Prompt - Make an exact copy of all the entries, with the pictures left out.

Labeled region records
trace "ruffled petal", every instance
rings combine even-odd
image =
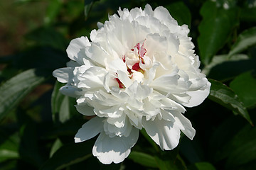
[[[93,146],[92,154],[103,164],[120,163],[128,157],[138,137],[139,130],[135,128],[128,137],[110,137],[101,132]]]
[[[57,78],[57,80],[60,83],[68,83],[72,79],[73,68],[66,67],[58,69],[53,71],[53,75]]]
[[[180,128],[175,122],[159,120],[156,118],[154,121],[142,119],[142,125],[146,133],[164,150],[171,150],[179,142]]]
[[[204,90],[198,90],[193,91],[186,92],[191,98],[189,100],[188,103],[182,103],[186,107],[194,107],[200,105],[207,98],[210,94],[210,83],[207,81],[206,88]]]
[[[95,117],[85,123],[75,136],[75,142],[90,140],[103,131],[103,118]]]

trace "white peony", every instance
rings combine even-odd
[[[53,76],[60,89],[77,98],[77,110],[95,115],[78,130],[75,142],[100,133],[92,154],[103,164],[122,162],[144,128],[161,149],[171,150],[181,130],[191,140],[196,130],[184,106],[201,103],[210,84],[198,69],[189,30],[168,10],[118,10],[87,37],[73,40],[68,67]],[[94,108],[89,113],[87,106]]]

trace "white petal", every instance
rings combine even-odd
[[[75,136],[75,142],[90,140],[103,131],[104,119],[95,117],[85,123]]]
[[[181,130],[191,140],[193,140],[196,135],[196,130],[193,128],[191,123],[182,113],[170,110],[177,121],[181,123]]]
[[[77,88],[76,86],[66,85],[62,86],[60,89],[60,91],[64,95],[75,98],[80,96],[82,89]]]
[[[161,149],[171,150],[178,145],[181,132],[175,123],[158,118],[154,121],[146,121],[143,118],[142,125],[147,134]]]
[[[198,90],[186,92],[191,98],[188,103],[182,103],[184,106],[191,108],[200,105],[210,94],[210,83],[207,82],[206,88],[204,90]]]
[[[117,75],[118,79],[120,80],[120,81],[126,87],[129,87],[132,85],[132,80],[128,77],[128,75],[120,70],[117,70]]]
[[[78,87],[98,88],[103,87],[103,81],[107,72],[100,67],[92,67],[87,69],[85,73],[78,76],[79,82]]]
[[[71,40],[67,48],[68,57],[72,60],[77,60],[80,49],[84,49],[87,46],[90,46],[90,42],[87,37],[82,36]]]
[[[93,108],[87,104],[80,104],[75,106],[78,111],[84,115],[95,115]]]
[[[53,75],[56,77],[60,83],[68,83],[70,81],[70,77],[72,78],[73,70],[74,69],[70,67],[58,69],[53,71]]]
[[[110,137],[101,132],[92,148],[92,154],[105,164],[120,163],[128,157],[139,137],[139,130],[133,128],[128,137]]]

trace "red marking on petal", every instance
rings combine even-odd
[[[124,88],[124,85],[121,82],[121,81],[118,78],[114,78],[114,79],[115,79],[117,81],[119,87],[120,89]]]
[[[129,69],[129,68],[128,68],[128,67],[127,67],[127,71],[128,71],[128,72],[131,74],[132,72],[132,69]]]
[[[139,62],[135,63],[132,66],[132,69],[135,70],[135,71],[137,71],[137,72],[140,72],[142,74],[144,73],[144,71],[139,67]]]
[[[138,50],[139,50],[139,42],[137,43],[135,46],[134,48],[137,47],[138,49]]]

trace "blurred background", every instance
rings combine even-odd
[[[182,137],[162,152],[142,130],[124,162],[102,165],[91,153],[95,137],[74,144],[87,118],[59,93],[63,84],[52,72],[69,61],[72,39],[90,37],[119,6],[146,4],[188,26],[214,86],[185,114],[196,130],[193,141]],[[1,1],[0,169],[256,169],[255,26],[255,0]]]

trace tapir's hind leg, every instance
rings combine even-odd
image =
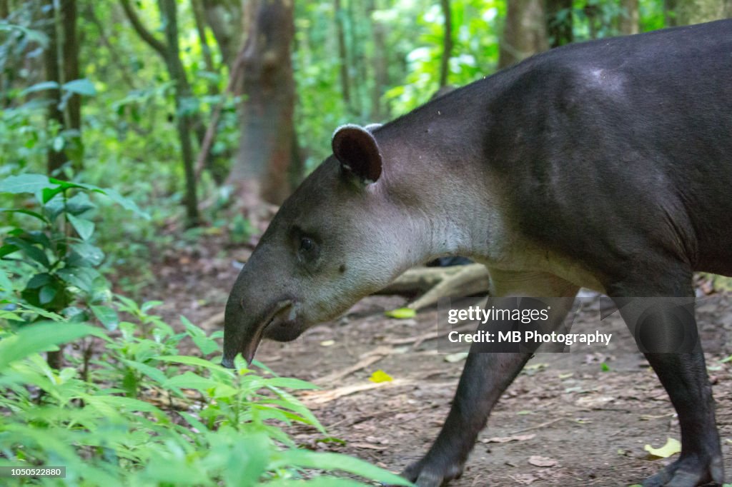
[[[672,282],[657,276],[656,282]],[[690,283],[690,273],[689,280]],[[724,482],[720,439],[714,421],[712,386],[697,336],[690,284],[649,292],[620,286],[622,297],[613,298],[623,319],[668,393],[679,415],[681,433],[679,458],[643,482],[644,487],[694,487]],[[684,289],[687,288],[687,289]],[[679,290],[683,290],[679,292]],[[652,295],[684,298],[634,298]]]
[[[577,287],[554,276],[537,273],[518,273],[490,271],[491,295],[494,296],[550,296],[572,298]],[[553,306],[557,328],[572,307],[572,300],[561,300],[566,309]],[[486,309],[490,306],[489,299]],[[459,477],[480,430],[501,394],[518,375],[530,352],[477,352],[471,347],[458,385],[452,406],[437,439],[421,460],[402,473],[419,487],[438,487]]]

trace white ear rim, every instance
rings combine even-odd
[[[330,136],[331,141],[332,141],[333,139],[335,138],[335,135],[337,134],[341,130],[343,130],[343,129],[359,129],[361,130],[365,129],[364,127],[361,127],[358,124],[344,124],[343,125],[341,125],[340,127],[339,127],[338,128],[337,128],[335,130],[333,131],[333,135]]]
[[[374,130],[380,128],[382,125],[384,125],[384,124],[369,124],[368,125],[365,127],[364,129],[367,132],[370,132],[373,134]]]

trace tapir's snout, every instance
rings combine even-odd
[[[276,300],[257,313],[232,293],[224,314],[224,356],[221,364],[233,369],[234,359],[241,352],[247,363],[251,363],[263,336],[278,341],[294,340],[302,333],[296,322],[294,303],[291,298]]]

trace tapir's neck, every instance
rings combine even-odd
[[[413,224],[407,244],[415,258],[408,263],[444,255],[500,260],[501,251],[492,243],[505,241],[499,211],[504,204],[481,148],[489,127],[466,127],[457,137],[455,127],[476,109],[475,100],[471,107],[439,101],[376,133],[384,158],[383,184]],[[411,123],[404,123],[408,118]],[[403,217],[397,220],[395,225],[403,224]]]

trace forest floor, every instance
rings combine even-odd
[[[195,250],[163,253],[156,265],[157,309],[170,323],[186,316],[209,331],[238,271],[241,250],[223,249],[210,237]],[[244,257],[246,255],[244,255]],[[265,341],[257,358],[277,374],[321,386],[299,396],[328,431],[292,427],[299,444],[353,455],[400,471],[423,455],[449,408],[464,360],[450,362],[444,336],[414,339],[436,330],[437,312],[396,320],[398,296],[371,296],[343,317],[315,326],[290,343]],[[615,313],[602,322],[609,347],[571,353],[539,353],[501,397],[481,432],[463,476],[451,486],[628,486],[673,460],[652,458],[643,447],[680,439],[665,392]],[[576,316],[573,332],[598,329],[597,307]],[[732,473],[732,298],[698,304],[707,366],[728,475]],[[728,339],[728,336],[730,339]],[[356,364],[366,366],[345,374]],[[373,382],[381,369],[393,378]],[[334,377],[334,374],[341,377]]]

Final result -
trace "ruffled petal", every instance
rings combine even-odd
image =
[[[93,146],[92,154],[103,164],[120,163],[128,157],[138,137],[139,130],[135,128],[128,137],[110,137],[101,132]]]
[[[57,78],[57,80],[60,83],[68,83],[72,79],[73,68],[66,67],[58,69],[53,71],[53,75]]]
[[[180,128],[175,122],[159,120],[156,118],[154,121],[142,119],[142,125],[146,133],[164,150],[171,150],[179,142]]]
[[[204,90],[198,90],[193,91],[186,92],[191,98],[189,100],[188,103],[182,103],[186,107],[194,107],[200,105],[207,98],[210,94],[210,83],[207,81],[206,88]]]
[[[95,117],[85,123],[75,136],[75,142],[90,140],[103,131],[103,118]]]

trace "white peony", every instance
rings combine even-odd
[[[53,76],[60,89],[77,98],[77,110],[95,115],[78,130],[75,142],[100,133],[92,154],[103,164],[122,162],[144,128],[161,149],[171,150],[181,130],[191,140],[196,130],[184,106],[201,103],[210,84],[198,69],[189,30],[168,10],[118,10],[87,37],[73,40],[68,67]],[[94,108],[89,113],[87,106]]]

trace "white petal", every instance
rings combine even-odd
[[[75,136],[75,142],[90,140],[103,131],[104,119],[95,117],[85,123]]]
[[[181,130],[191,140],[193,140],[196,135],[196,130],[193,128],[191,123],[182,113],[170,110],[177,121],[181,123]]]
[[[77,88],[76,86],[66,85],[62,86],[60,89],[60,91],[64,95],[75,98],[80,96],[82,89]]]
[[[161,149],[171,150],[178,145],[181,132],[175,123],[158,118],[154,121],[146,121],[143,118],[142,125],[147,134]]]
[[[198,90],[186,92],[191,98],[188,103],[182,103],[184,106],[191,108],[200,105],[210,94],[210,83],[207,82],[206,88],[204,90]]]
[[[117,75],[118,79],[120,80],[120,81],[126,87],[129,87],[132,85],[132,80],[128,77],[128,75],[120,70],[117,70]]]
[[[78,87],[98,88],[103,87],[103,81],[107,72],[100,67],[92,67],[87,69],[85,73],[78,76],[79,82]]]
[[[71,40],[67,48],[68,57],[72,60],[77,60],[80,49],[84,49],[87,46],[90,46],[90,42],[87,37],[82,36]]]
[[[93,108],[87,104],[80,104],[75,106],[78,111],[84,115],[95,115]]]
[[[53,75],[56,77],[60,83],[68,83],[70,81],[70,77],[72,78],[73,70],[74,69],[70,67],[58,69],[53,71]]]
[[[110,137],[101,132],[92,148],[92,154],[105,164],[120,163],[128,157],[139,137],[139,130],[133,128],[128,137]]]

trace "red marking on petal", every instance
rings combine even-odd
[[[124,88],[124,85],[121,82],[121,81],[118,78],[114,78],[114,79],[115,79],[117,81],[119,87],[120,89]]]
[[[129,69],[129,68],[128,68],[128,67],[127,67],[127,71],[128,71],[128,72],[131,74],[132,72],[132,69]]]
[[[139,62],[135,63],[132,66],[132,69],[135,70],[135,71],[137,71],[137,72],[140,72],[142,74],[144,73],[144,71],[139,67]]]
[[[138,50],[139,50],[139,42],[137,43],[135,46],[134,48],[137,47],[138,49]]]

trace "blurred background", every instance
rings combine even-odd
[[[182,137],[162,152],[142,130],[124,162],[102,165],[91,153],[95,137],[74,144],[87,118],[59,93],[63,84],[52,72],[69,61],[72,39],[90,37],[119,6],[146,4],[188,26],[214,86],[185,114],[196,130],[193,141]],[[1,1],[0,169],[256,169],[255,26],[255,0]]]

trace tapir's hind leg, every instance
rings combine even-odd
image =
[[[672,282],[657,276],[656,282]],[[690,283],[690,273],[689,280]],[[724,482],[720,439],[714,421],[712,386],[697,336],[690,284],[649,292],[620,286],[622,297],[613,298],[623,319],[668,393],[679,415],[681,433],[679,458],[643,482],[644,487],[694,487]],[[684,289],[687,288],[687,289]],[[679,290],[683,290],[679,292]],[[652,295],[684,298],[634,298]]]
[[[577,287],[554,276],[537,273],[518,273],[490,271],[491,295],[494,296],[550,296],[572,298]],[[553,306],[557,328],[572,307],[572,300],[561,300],[566,309]],[[486,309],[490,306],[489,299]],[[459,477],[480,430],[501,394],[518,375],[530,352],[477,352],[471,347],[458,385],[452,406],[437,439],[421,460],[402,473],[419,487],[438,487]]]

trace white ear rim, every instance
rings combine even-odd
[[[330,136],[331,141],[332,141],[333,139],[335,138],[335,135],[337,134],[341,130],[343,130],[343,129],[359,129],[361,130],[365,129],[364,127],[361,127],[358,124],[344,124],[343,125],[341,125],[340,127],[339,127],[338,128],[337,128],[335,130],[333,131],[333,135]]]
[[[374,130],[380,128],[382,125],[384,125],[384,124],[369,124],[368,125],[365,127],[364,129],[367,132],[370,132],[373,134]]]

trace tapir's snout, every instance
rings combine even-odd
[[[276,300],[257,313],[232,293],[224,314],[224,356],[221,364],[233,369],[234,359],[241,352],[247,363],[251,363],[263,336],[278,341],[294,340],[302,333],[296,322],[294,303],[291,298]]]

trace tapir's neck, every instance
rings combine even-odd
[[[413,224],[407,244],[415,258],[408,263],[444,255],[500,260],[501,251],[492,243],[505,241],[499,211],[504,204],[481,148],[489,127],[466,127],[457,137],[455,127],[476,109],[475,100],[471,107],[439,101],[376,133],[384,158],[383,184]],[[411,123],[404,123],[408,118]],[[403,217],[397,220],[395,225],[403,224]]]

trace forest floor, every instance
rings combine even-odd
[[[195,250],[163,253],[156,265],[157,309],[170,323],[186,316],[209,331],[238,271],[241,250],[223,249],[210,237]],[[244,257],[246,255],[244,255]],[[265,341],[257,358],[277,374],[321,386],[299,396],[328,431],[292,427],[299,444],[353,455],[400,471],[423,455],[449,408],[464,360],[450,362],[444,336],[414,339],[436,330],[437,312],[396,320],[398,296],[371,296],[343,317],[315,326],[290,343]],[[615,313],[602,322],[609,347],[571,353],[539,353],[501,397],[481,432],[463,476],[451,486],[628,486],[673,460],[652,458],[643,447],[680,439],[665,392]],[[576,316],[573,332],[598,329],[597,307]],[[732,473],[732,298],[698,304],[707,366],[728,475]],[[728,339],[728,336],[730,339]],[[356,364],[366,366],[345,374]],[[373,382],[381,369],[393,378]],[[334,377],[334,374],[341,377]]]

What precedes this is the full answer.